• **Written instruction A**
In the passage on leadership and trust, what two things must the people making a decision have before a leader can trust that decision?

• **Reading text**
******************************
Of course, all this relies on one crucial thing - trust. I trust the cruise control in my car. I know that it is competent to control the speed of the car. I know the limits of its competence. An old car I had, I knew that if it hit a hill (up or down) I would need to intervene as the cruise control didn't cope well. My new car has awesome cruise control. It even adjusts automatically for the speed of the car in front. I know that it is very competent. I also know that it has all the information it needs, the organisational clarity, to control the speed properly. I set the desired speed and away it goes.

It's the same with an organisation. For a leader to trust the decisions being made and not have to manually intervene all the time, they need to be sure that the people making the decision are both competent (have the right skills) and have the right organisational clarity (the right information) to make the correct decisions. Without both competence and clarity there can be no trust, and without trust, decisions can't be truly delegated.

In a low trust environment, we can try to delegate decisions but that lack of trust will mean that control mechanisms - reviews, steering committees, etc - will be set up to keep ultimate decision making authority with the leader. And again, they will end up spending all their time engaging with these control mechanisms rather than focusing on the road ahead.

The job of a leader, then, is to build trust. In a high trust environment, decisions can be delegated without the need for control mechanisms, and the leaders can stay focused on the road ahead. To do that, there are two things they need to ensure - that the people tasked with making a decision have the right skills, the competence to make the right decision, and that the people also have the right information, the right organisational context to make the right decision.

With competence and clarity we build trust. With trust we can delegate decisions to where the information is. When we delegate decisions to where the information is, we get better, faster decisions and, even better, we get to focus on the road ahead, instead of staring at the speedo all day.
******************************
• **Input for this task**
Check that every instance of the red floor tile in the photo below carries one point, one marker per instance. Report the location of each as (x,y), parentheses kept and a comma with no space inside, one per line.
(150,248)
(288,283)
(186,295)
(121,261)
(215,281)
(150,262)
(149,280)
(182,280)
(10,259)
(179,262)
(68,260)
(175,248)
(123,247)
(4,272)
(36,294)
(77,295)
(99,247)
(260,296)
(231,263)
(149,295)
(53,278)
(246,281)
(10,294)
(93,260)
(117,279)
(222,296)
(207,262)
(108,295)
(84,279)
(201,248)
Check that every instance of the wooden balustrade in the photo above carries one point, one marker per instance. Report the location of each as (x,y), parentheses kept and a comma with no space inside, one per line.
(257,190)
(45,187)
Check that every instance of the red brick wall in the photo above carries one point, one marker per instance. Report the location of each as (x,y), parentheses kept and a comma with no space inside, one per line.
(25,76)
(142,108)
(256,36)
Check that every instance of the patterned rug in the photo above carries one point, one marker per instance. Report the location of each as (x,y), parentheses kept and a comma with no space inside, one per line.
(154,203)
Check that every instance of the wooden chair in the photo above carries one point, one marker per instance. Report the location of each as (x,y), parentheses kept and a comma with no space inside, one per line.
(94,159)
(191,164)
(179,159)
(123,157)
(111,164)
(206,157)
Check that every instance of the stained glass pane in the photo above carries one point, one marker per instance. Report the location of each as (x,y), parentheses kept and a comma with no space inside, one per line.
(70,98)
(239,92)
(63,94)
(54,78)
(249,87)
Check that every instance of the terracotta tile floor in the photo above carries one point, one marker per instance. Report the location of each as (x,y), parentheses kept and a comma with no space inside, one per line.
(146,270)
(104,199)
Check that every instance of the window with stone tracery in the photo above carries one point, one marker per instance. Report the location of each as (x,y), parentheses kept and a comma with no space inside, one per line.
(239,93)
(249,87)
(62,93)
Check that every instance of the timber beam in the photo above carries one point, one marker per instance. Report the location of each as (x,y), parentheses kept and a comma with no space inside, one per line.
******************************
• **Written instruction B**
Copy out word for word the stretch of rows from the line containing "Check that every instance of the stained" through the last row, with both ends included.

• **Written response A**
They must have competence, meaning the right skills, and organisational clarity, meaning the right information.

• **Written response B**
Check that every instance of the stained glass pane in the photo above carries one point, one marker per instance. Report the location of each as (x,y), parentheses kept and a comma with no space inside, one per line.
(70,98)
(239,92)
(63,94)
(54,78)
(249,87)
Check that every instance of the terracotta tile floor in the photo above carries one point, one marker per instance. Report the location of each as (x,y), parentheses kept and a comma with no space inside, one per line.
(146,270)
(104,199)
Check that every instance of the window with stone tracery in the photo above carries one point, one marker per instance. Report the location of each as (x,y), parentheses kept and a comma with no space inside, one per line.
(239,93)
(249,87)
(62,93)
Check that every instance of the timber beam in the photo above carries one point, one marker per instance. Report the location of each as (x,y), parentheses kept and a comma with no space inside, one per line.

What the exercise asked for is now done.